---- Trecho fornecido
Ilê Aiyê: a saga do bloco negro no carnaval de Salvador
Por: ventura.vic • 13/7/2017 • Pesquisas Acadêmicas • 3.845 Palavras (16 Páginas) • 291 Visualizações
ILÊ AIYÊ: A SAGA DO BLOCO NEGRO NO CARNAVAL DE SALVADOR
Victória Regina Ventura Teles[1]
RESUMO
Este artigo busca analisar o bloco Ilê Aiyê e a sua importância para o povo negro de Salvador. Trazendo um recorte de tempo específico da década de 1970, estabelece-se uma sucinta discussão a respeito de questões como o racismo, a segregação espacial no carnaval de Salvador e o empoderamento da mulher negra através da estética, que são ligados diretamente ao tema. A principal fonte utilizada é documentário Ilê Aiyê - Do Axé Jitolú para o Mundo[2]. Como base teórica foram utilizados alguns textos dentre eles o de Mikhail Bakhtin acerca do carnaval na Idade Média, o de Luís Antônio Giron sobre a postura contraria de Gonçalves Dias a respeito do entrudo e também a obra de dissertação de Vânia Silva Oliveira sobre a dança nos blocos de carnaval.
PALAVRAS-CHAVE: Ilê Aiyê. Carnaval. Salvador.
INTRODUÇÃO
O carnaval inicia-se ainda na Idade Média, mas não em seu formato atualmente conhecido. De acordo com Claudiana Soerensen (2011)[3] o mesmo consistia em diferentes festividades que aconteciam ao longo do ano, normalmente em períodos que fossem precedentes a colheita, essas festas reunidas formavam até três meses de período carnavalesco. Sua etimologia é considerada por numerosos autores alemães da segunda metade do século XIX como alemã, onde Karne ou Karth, que significaria ‘lugar santo’ e val ou wal ‘morto’ ou ‘assasinado’; assim carnaval seria uma procissão pelos deuses mortos. Segundo Bakhtin[4] (1981) o carnaval era e é capaz de abolir as diferentes barreiras dando lugar ao extravasamento e assim a comportamentos que não eram considerados cabíveis a sociedade em momentos extra carnavalescos.
Foi trazido pelos portugueses para o Brasil através da tradição do entrudo, o qual reforça mais uma vez a teoria de “carnavalização” de Bakhtin, visto que no entrudo as pessoas atiravam umas nas outras de farinha e polvilho até água, café e urina. Pode-se perceber que essa não era uma atitude comum do dia a dia caracterizado por Pinto (2013) “[...] uma forma de explosão de sentimentos contidos durante o ano todo e com a possibilidade de liberá-los durante os três dias que antecediam a quaresma [...]”. Mas o entrudo deixou também suas marcas preconceituosas, que eram vistas no carnaval ainda no século XX, era possível verificar claramente o racismo, já que os escravos poderiam ser sujos por qualquer um, mas a elite não poderia ser suja por eles. Assim inicia-se uma luta contra o entrudo.
A partir desse momento de extinção surge o carnaval de rua com suas marchinhas e a posteriori os carnavais em grandes clubes das cidades, destinados as pessoas de classe alta. Nesse período também se criam os primeiros blocos de rua, que consistiam em grupos de amigos e conhecidos que se concentravam nas ruas, no chamado sábado de carnaval, a fim de dançar e se divertir ao som de bandas.
--------
» Enunciado da tarefa:
Transcreva, sem nenhuma alteração, a passagem do artigo sobre o Ilê Aiyê que começa em "Foi trazido pelos" e segue até "contra o entrudo.".
---- Registros de dados
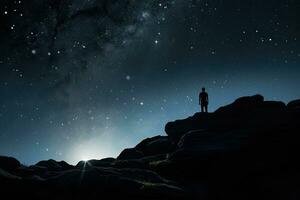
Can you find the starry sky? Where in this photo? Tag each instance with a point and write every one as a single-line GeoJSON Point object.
{"type": "Point", "coordinates": [82, 79]}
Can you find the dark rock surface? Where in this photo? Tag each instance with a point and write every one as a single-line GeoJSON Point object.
{"type": "Point", "coordinates": [246, 150]}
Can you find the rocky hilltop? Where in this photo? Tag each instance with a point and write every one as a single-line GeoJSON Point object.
{"type": "Point", "coordinates": [246, 150]}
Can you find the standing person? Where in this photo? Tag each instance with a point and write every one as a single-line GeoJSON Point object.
{"type": "Point", "coordinates": [203, 100]}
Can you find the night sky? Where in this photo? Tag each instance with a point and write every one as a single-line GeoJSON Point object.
{"type": "Point", "coordinates": [82, 79]}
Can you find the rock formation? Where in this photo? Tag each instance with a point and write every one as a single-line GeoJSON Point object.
{"type": "Point", "coordinates": [246, 150]}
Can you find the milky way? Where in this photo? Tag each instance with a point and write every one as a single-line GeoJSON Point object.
{"type": "Point", "coordinates": [85, 79]}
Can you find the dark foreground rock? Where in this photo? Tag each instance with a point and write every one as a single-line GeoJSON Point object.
{"type": "Point", "coordinates": [246, 150]}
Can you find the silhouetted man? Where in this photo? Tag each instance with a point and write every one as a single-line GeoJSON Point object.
{"type": "Point", "coordinates": [203, 100]}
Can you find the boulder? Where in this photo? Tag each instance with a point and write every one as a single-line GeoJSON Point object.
{"type": "Point", "coordinates": [106, 162]}
{"type": "Point", "coordinates": [294, 104]}
{"type": "Point", "coordinates": [155, 146]}
{"type": "Point", "coordinates": [131, 153]}
{"type": "Point", "coordinates": [53, 165]}
{"type": "Point", "coordinates": [243, 105]}
{"type": "Point", "coordinates": [9, 163]}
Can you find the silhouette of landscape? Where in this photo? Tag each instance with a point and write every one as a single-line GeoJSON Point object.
{"type": "Point", "coordinates": [246, 150]}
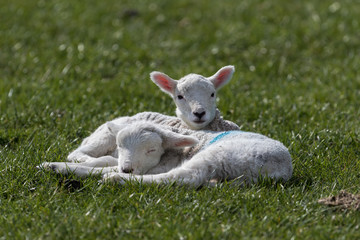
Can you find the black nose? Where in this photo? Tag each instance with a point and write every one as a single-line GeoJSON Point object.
{"type": "Point", "coordinates": [199, 114]}
{"type": "Point", "coordinates": [127, 170]}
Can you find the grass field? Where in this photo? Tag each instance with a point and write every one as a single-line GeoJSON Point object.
{"type": "Point", "coordinates": [68, 66]}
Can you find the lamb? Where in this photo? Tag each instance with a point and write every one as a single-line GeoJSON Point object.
{"type": "Point", "coordinates": [224, 156]}
{"type": "Point", "coordinates": [194, 96]}
{"type": "Point", "coordinates": [147, 148]}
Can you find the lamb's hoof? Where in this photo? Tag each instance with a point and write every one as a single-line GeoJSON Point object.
{"type": "Point", "coordinates": [72, 184]}
{"type": "Point", "coordinates": [46, 166]}
{"type": "Point", "coordinates": [113, 177]}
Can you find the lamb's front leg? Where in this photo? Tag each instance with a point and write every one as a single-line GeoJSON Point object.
{"type": "Point", "coordinates": [193, 177]}
{"type": "Point", "coordinates": [76, 168]}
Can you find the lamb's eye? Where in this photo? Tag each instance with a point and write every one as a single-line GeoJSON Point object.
{"type": "Point", "coordinates": [151, 150]}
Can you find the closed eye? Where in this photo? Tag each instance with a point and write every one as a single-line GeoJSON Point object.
{"type": "Point", "coordinates": [151, 150]}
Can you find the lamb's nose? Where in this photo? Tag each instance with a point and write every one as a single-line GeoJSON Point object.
{"type": "Point", "coordinates": [127, 170]}
{"type": "Point", "coordinates": [199, 114]}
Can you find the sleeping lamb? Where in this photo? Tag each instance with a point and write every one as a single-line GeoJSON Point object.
{"type": "Point", "coordinates": [147, 148]}
{"type": "Point", "coordinates": [195, 99]}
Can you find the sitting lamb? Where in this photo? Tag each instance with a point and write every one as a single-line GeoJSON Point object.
{"type": "Point", "coordinates": [195, 99]}
{"type": "Point", "coordinates": [146, 148]}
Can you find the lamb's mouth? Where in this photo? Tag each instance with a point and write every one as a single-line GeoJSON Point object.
{"type": "Point", "coordinates": [199, 121]}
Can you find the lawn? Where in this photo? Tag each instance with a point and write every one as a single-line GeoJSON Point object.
{"type": "Point", "coordinates": [68, 66]}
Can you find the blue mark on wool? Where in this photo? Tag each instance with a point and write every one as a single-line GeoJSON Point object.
{"type": "Point", "coordinates": [222, 135]}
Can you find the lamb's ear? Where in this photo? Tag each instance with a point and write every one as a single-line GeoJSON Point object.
{"type": "Point", "coordinates": [222, 77]}
{"type": "Point", "coordinates": [114, 128]}
{"type": "Point", "coordinates": [176, 140]}
{"type": "Point", "coordinates": [165, 83]}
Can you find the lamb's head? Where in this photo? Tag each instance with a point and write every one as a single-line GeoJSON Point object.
{"type": "Point", "coordinates": [194, 95]}
{"type": "Point", "coordinates": [141, 145]}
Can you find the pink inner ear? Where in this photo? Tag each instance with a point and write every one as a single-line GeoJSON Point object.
{"type": "Point", "coordinates": [163, 82]}
{"type": "Point", "coordinates": [223, 76]}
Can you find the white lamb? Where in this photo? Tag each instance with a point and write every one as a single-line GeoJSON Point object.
{"type": "Point", "coordinates": [195, 99]}
{"type": "Point", "coordinates": [146, 148]}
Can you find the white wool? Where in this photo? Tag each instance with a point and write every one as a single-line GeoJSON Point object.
{"type": "Point", "coordinates": [225, 155]}
{"type": "Point", "coordinates": [196, 110]}
{"type": "Point", "coordinates": [180, 157]}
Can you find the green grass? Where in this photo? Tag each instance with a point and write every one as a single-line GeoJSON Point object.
{"type": "Point", "coordinates": [68, 66]}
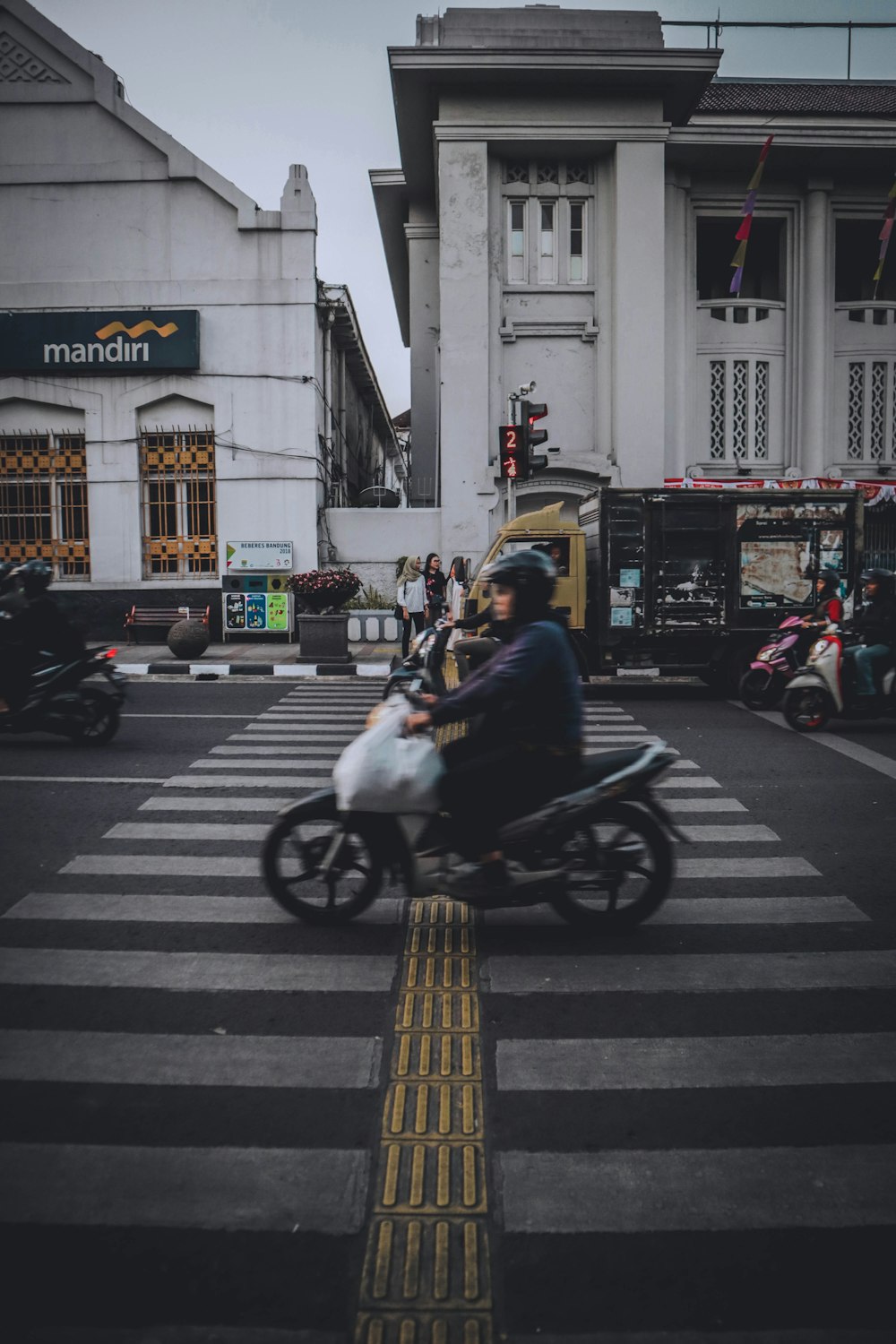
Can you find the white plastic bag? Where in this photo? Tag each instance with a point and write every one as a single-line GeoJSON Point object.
{"type": "Point", "coordinates": [384, 771]}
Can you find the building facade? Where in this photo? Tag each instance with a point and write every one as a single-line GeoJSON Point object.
{"type": "Point", "coordinates": [174, 375]}
{"type": "Point", "coordinates": [565, 211]}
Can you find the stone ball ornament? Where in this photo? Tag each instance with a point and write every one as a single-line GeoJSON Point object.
{"type": "Point", "coordinates": [188, 639]}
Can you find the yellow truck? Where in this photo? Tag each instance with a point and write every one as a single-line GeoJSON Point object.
{"type": "Point", "coordinates": [685, 581]}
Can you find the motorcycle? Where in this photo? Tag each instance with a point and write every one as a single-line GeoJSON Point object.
{"type": "Point", "coordinates": [774, 666]}
{"type": "Point", "coordinates": [826, 688]}
{"type": "Point", "coordinates": [606, 844]}
{"type": "Point", "coordinates": [59, 702]}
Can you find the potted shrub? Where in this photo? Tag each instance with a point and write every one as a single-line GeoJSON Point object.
{"type": "Point", "coordinates": [323, 625]}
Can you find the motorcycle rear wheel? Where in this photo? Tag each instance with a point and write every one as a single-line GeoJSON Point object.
{"type": "Point", "coordinates": [807, 709]}
{"type": "Point", "coordinates": [292, 857]}
{"type": "Point", "coordinates": [761, 690]}
{"type": "Point", "coordinates": [619, 868]}
{"type": "Point", "coordinates": [101, 718]}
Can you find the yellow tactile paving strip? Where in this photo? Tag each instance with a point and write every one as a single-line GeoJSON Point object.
{"type": "Point", "coordinates": [426, 1276]}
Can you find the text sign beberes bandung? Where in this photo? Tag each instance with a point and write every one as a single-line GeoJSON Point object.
{"type": "Point", "coordinates": [99, 343]}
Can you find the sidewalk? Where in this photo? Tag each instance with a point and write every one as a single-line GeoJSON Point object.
{"type": "Point", "coordinates": [257, 659]}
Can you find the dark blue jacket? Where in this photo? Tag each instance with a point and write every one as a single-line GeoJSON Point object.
{"type": "Point", "coordinates": [530, 691]}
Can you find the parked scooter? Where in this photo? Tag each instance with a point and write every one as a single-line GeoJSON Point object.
{"type": "Point", "coordinates": [774, 666]}
{"type": "Point", "coordinates": [825, 688]}
{"type": "Point", "coordinates": [59, 701]}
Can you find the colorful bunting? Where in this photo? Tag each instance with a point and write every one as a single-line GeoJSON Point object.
{"type": "Point", "coordinates": [748, 206]}
{"type": "Point", "coordinates": [884, 234]}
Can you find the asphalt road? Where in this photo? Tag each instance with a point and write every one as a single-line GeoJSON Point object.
{"type": "Point", "coordinates": [678, 1136]}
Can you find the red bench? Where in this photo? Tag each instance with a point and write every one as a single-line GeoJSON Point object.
{"type": "Point", "coordinates": [161, 616]}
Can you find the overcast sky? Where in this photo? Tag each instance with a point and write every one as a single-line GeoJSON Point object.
{"type": "Point", "coordinates": [255, 85]}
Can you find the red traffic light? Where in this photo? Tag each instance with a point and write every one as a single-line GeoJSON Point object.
{"type": "Point", "coordinates": [511, 452]}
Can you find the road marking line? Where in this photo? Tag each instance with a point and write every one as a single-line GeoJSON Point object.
{"type": "Point", "coordinates": [713, 910]}
{"type": "Point", "coordinates": [77, 779]}
{"type": "Point", "coordinates": [697, 804]}
{"type": "Point", "coordinates": [257, 1190]}
{"type": "Point", "coordinates": [864, 755]}
{"type": "Point", "coordinates": [196, 972]}
{"type": "Point", "coordinates": [174, 804]}
{"type": "Point", "coordinates": [207, 1061]}
{"type": "Point", "coordinates": [729, 835]}
{"type": "Point", "coordinates": [228, 831]}
{"type": "Point", "coordinates": [699, 1190]}
{"type": "Point", "coordinates": [777, 867]}
{"type": "Point", "coordinates": [245, 781]}
{"type": "Point", "coordinates": [809, 1061]}
{"type": "Point", "coordinates": [126, 908]}
{"type": "Point", "coordinates": [694, 973]}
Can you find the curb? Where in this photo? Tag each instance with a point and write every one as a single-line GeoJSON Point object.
{"type": "Point", "coordinates": [211, 671]}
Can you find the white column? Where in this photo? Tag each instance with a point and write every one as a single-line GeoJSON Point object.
{"type": "Point", "coordinates": [638, 314]}
{"type": "Point", "coordinates": [815, 367]}
{"type": "Point", "coordinates": [468, 487]}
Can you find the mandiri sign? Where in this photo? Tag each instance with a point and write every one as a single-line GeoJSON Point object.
{"type": "Point", "coordinates": [93, 343]}
{"type": "Point", "coordinates": [258, 556]}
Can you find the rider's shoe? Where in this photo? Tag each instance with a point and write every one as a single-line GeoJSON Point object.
{"type": "Point", "coordinates": [498, 882]}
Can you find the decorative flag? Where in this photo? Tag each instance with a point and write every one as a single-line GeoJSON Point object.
{"type": "Point", "coordinates": [884, 234]}
{"type": "Point", "coordinates": [747, 209]}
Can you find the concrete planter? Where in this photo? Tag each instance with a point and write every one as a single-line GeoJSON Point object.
{"type": "Point", "coordinates": [374, 628]}
{"type": "Point", "coordinates": [324, 639]}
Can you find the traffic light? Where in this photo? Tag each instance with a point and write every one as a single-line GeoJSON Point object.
{"type": "Point", "coordinates": [530, 414]}
{"type": "Point", "coordinates": [513, 462]}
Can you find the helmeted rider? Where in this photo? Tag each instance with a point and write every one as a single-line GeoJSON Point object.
{"type": "Point", "coordinates": [874, 623]}
{"type": "Point", "coordinates": [829, 607]}
{"type": "Point", "coordinates": [528, 747]}
{"type": "Point", "coordinates": [37, 626]}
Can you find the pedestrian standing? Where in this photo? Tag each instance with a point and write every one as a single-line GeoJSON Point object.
{"type": "Point", "coordinates": [411, 599]}
{"type": "Point", "coordinates": [435, 585]}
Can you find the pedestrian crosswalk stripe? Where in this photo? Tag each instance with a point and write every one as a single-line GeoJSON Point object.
{"type": "Point", "coordinates": [668, 1062]}
{"type": "Point", "coordinates": [196, 1061]}
{"type": "Point", "coordinates": [686, 973]}
{"type": "Point", "coordinates": [778, 867]}
{"type": "Point", "coordinates": [196, 970]}
{"type": "Point", "coordinates": [699, 1190]}
{"type": "Point", "coordinates": [729, 835]}
{"type": "Point", "coordinates": [250, 804]}
{"type": "Point", "coordinates": [126, 908]}
{"type": "Point", "coordinates": [702, 804]}
{"type": "Point", "coordinates": [245, 781]}
{"type": "Point", "coordinates": [250, 1190]}
{"type": "Point", "coordinates": [713, 910]}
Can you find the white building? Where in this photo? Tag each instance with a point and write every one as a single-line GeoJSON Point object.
{"type": "Point", "coordinates": [172, 374]}
{"type": "Point", "coordinates": [565, 210]}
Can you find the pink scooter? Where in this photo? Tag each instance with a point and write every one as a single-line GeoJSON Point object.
{"type": "Point", "coordinates": [775, 664]}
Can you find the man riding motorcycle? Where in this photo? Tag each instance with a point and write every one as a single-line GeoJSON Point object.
{"type": "Point", "coordinates": [874, 624]}
{"type": "Point", "coordinates": [530, 742]}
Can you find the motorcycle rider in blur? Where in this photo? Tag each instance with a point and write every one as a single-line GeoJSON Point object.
{"type": "Point", "coordinates": [37, 625]}
{"type": "Point", "coordinates": [829, 609]}
{"type": "Point", "coordinates": [528, 746]}
{"type": "Point", "coordinates": [874, 623]}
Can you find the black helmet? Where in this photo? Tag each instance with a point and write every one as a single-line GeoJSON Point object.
{"type": "Point", "coordinates": [35, 575]}
{"type": "Point", "coordinates": [884, 578]}
{"type": "Point", "coordinates": [532, 575]}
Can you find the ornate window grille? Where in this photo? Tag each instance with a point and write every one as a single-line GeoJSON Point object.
{"type": "Point", "coordinates": [177, 503]}
{"type": "Point", "coordinates": [43, 502]}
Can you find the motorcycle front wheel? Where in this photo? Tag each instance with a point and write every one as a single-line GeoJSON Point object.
{"type": "Point", "coordinates": [807, 709]}
{"type": "Point", "coordinates": [295, 854]}
{"type": "Point", "coordinates": [761, 690]}
{"type": "Point", "coordinates": [618, 870]}
{"type": "Point", "coordinates": [99, 720]}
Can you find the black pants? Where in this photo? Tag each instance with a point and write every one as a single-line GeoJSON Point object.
{"type": "Point", "coordinates": [417, 620]}
{"type": "Point", "coordinates": [487, 785]}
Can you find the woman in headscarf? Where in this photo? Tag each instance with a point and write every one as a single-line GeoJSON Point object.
{"type": "Point", "coordinates": [411, 599]}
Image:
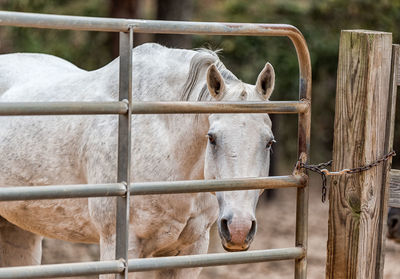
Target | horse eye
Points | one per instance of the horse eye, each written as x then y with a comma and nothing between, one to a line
211,138
270,143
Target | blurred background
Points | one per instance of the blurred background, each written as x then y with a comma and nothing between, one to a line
319,21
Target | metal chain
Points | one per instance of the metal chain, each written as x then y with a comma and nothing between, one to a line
321,169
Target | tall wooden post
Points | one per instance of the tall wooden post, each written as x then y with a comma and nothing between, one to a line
355,207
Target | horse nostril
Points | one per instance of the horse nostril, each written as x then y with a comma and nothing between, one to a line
252,231
225,230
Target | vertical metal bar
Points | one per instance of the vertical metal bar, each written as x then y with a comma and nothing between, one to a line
304,134
124,148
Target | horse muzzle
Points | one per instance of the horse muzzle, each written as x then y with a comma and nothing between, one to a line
236,233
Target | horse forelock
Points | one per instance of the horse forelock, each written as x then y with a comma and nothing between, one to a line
198,64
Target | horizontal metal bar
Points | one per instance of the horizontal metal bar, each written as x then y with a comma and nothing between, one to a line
61,191
136,265
62,270
61,108
143,26
147,188
71,108
194,186
220,107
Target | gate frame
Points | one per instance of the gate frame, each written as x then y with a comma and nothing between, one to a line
125,107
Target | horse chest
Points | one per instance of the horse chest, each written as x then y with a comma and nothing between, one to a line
175,223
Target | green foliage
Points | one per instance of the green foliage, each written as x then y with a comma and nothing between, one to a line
321,23
75,46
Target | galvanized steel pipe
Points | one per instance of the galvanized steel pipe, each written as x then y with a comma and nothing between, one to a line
147,188
61,191
61,108
62,270
215,259
79,108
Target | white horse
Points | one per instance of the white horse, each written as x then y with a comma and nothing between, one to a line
49,150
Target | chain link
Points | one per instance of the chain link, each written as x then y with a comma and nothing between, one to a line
321,170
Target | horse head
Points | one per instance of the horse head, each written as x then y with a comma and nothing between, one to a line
239,146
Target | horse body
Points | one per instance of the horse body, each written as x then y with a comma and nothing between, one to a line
50,150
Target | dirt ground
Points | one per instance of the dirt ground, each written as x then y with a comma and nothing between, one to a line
276,224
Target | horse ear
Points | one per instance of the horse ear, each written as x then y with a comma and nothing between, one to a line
266,81
215,82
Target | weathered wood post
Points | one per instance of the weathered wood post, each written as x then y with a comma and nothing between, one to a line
356,210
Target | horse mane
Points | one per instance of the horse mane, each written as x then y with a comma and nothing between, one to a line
199,62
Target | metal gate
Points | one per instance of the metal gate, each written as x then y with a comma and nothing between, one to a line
125,107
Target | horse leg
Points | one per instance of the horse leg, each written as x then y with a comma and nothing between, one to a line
17,246
199,247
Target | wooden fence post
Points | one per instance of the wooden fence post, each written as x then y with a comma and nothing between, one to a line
355,208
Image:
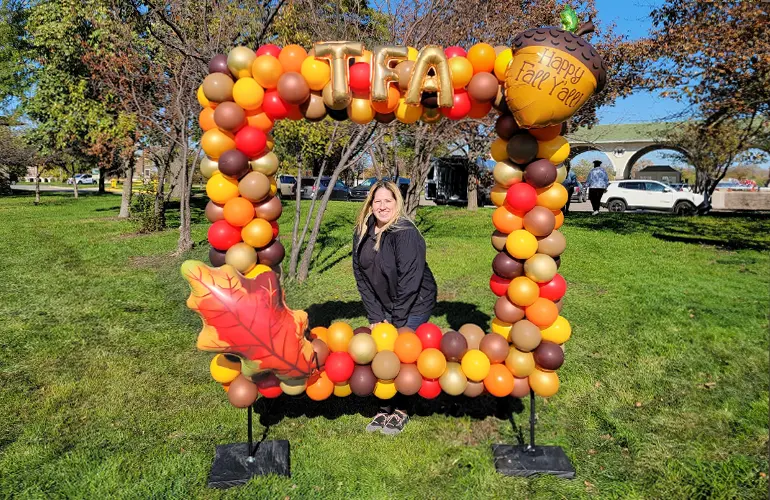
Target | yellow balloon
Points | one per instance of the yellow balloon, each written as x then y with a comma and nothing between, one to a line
556,150
317,72
475,365
501,328
221,189
385,389
215,142
248,94
502,61
384,335
257,270
342,390
223,370
360,111
559,332
406,113
545,384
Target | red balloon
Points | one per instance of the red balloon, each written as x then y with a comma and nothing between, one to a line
222,235
430,335
460,108
521,197
554,289
275,107
251,141
269,49
498,285
270,386
339,366
455,51
360,78
430,388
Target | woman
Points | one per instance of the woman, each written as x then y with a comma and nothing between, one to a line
392,276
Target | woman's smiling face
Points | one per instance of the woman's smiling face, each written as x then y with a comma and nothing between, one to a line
383,206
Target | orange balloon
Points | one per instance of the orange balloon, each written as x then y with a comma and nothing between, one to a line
206,119
266,70
408,347
259,119
239,211
524,292
542,312
505,221
339,335
482,57
291,58
319,387
499,382
391,104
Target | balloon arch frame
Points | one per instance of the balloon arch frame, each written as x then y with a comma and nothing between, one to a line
263,346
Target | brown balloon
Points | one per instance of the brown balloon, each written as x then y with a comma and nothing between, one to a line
453,345
229,116
495,347
216,257
553,244
507,311
404,71
293,88
549,356
254,186
483,86
522,148
321,351
272,254
540,173
313,109
409,380
269,209
234,164
214,212
243,392
362,381
506,126
525,335
506,266
539,221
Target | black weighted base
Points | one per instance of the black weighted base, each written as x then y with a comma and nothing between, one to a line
522,461
233,465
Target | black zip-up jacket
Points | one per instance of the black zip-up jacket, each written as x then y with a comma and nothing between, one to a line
396,279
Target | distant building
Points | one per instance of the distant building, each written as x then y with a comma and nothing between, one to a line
661,173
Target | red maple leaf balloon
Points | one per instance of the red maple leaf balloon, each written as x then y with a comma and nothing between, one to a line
249,318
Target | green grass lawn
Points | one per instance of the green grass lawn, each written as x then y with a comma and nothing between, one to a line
664,391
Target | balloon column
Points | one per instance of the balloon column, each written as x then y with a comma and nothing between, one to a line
535,87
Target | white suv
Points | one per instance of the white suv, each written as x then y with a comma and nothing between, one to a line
649,195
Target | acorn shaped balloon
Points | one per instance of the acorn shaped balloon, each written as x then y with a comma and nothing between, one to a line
552,74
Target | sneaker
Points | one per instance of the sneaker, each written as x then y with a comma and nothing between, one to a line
378,422
395,423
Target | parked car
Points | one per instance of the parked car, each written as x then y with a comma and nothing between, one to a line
286,185
649,195
339,191
359,192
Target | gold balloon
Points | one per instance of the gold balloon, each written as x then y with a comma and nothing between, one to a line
431,57
382,74
338,53
239,61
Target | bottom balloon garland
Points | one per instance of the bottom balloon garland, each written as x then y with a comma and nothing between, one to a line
265,349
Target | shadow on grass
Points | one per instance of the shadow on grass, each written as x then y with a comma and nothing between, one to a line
457,313
734,231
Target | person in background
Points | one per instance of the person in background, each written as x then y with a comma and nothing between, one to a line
570,182
596,183
393,277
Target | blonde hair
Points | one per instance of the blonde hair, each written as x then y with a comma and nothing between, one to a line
366,212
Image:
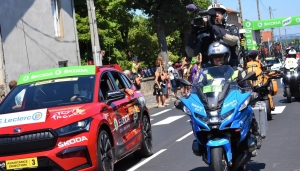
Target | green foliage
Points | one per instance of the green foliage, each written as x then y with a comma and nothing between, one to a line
124,35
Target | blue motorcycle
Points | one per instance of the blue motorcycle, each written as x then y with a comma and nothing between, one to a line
--------
» Resposta redigida:
Foi trazido pelos portugueses para o Brasil através da tradição do entrudo, o qual reforça mais uma vez a teoria de “carnavalização” de Bakhtin, visto que no entrudo as pessoas atiravam umas nas outras de farinha e polvilho até água, café e urina. Pode-se perceber que essa não era uma atitude comum do dia a dia caracterizado por Pinto (2013) “[...] uma forma de explosão de sentimentos contidos durante o ano todo e com a possibilidade de liberá-los durante os três dias que antecediam a quaresma [...]”. Mas o entrudo deixou também suas marcas preconceituosas, que eram vistas no carnaval ainda no século XX, era possível verificar claramente o racismo, já que os escravos poderiam ser sujos por qualquer um, mas a elite não poderia ser suja por eles. Assim inicia-se uma luta contra o entrudo.